____ DATASET ENTRIES

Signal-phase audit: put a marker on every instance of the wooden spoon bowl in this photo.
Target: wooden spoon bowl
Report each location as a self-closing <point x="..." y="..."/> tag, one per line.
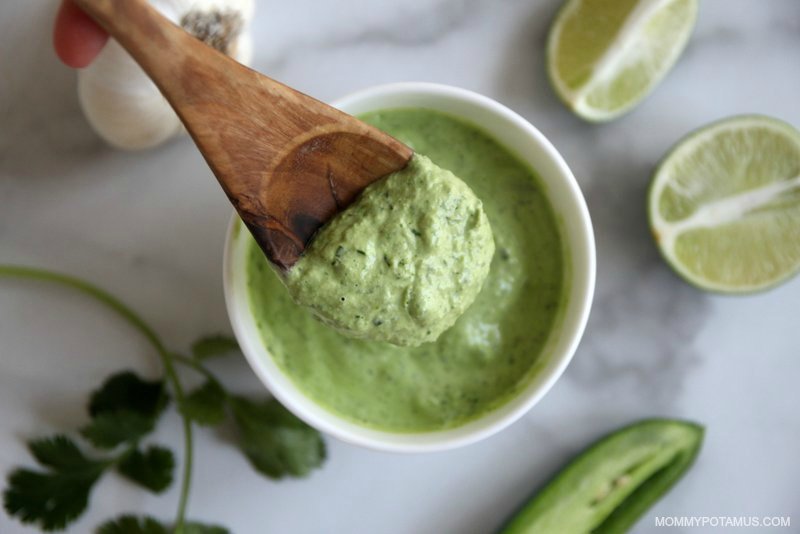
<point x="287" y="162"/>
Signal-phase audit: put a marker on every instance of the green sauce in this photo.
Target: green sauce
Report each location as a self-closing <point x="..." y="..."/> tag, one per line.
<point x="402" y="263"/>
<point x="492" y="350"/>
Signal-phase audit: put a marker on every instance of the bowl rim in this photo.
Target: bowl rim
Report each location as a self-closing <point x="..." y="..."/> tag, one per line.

________

■ DESCRIPTION OF THE TASK ■
Render the lines as a JSON list of strings, one string per line, starting with the line that contains "Signal-phase audit: put a marker on every instance of the green" and going on through the last line. Leave out any blank lines.

■ FULL OUTPUT ■
[
  "Signal-phase audit: put a marker on every instance of the green sauce in this photo.",
  "Target: green sauce",
  "Report each location as a self-closing <point x=\"...\" y=\"...\"/> tag, one per line.",
  "<point x=\"402\" y=\"263\"/>",
  "<point x=\"492\" y=\"350\"/>",
  "Signal-phase audit: put a marker on every instance of the bowl rim in this photo.",
  "Target: bowl rim",
  "Report each location as a self-closing <point x=\"...\" y=\"...\"/> tag, one per line."
]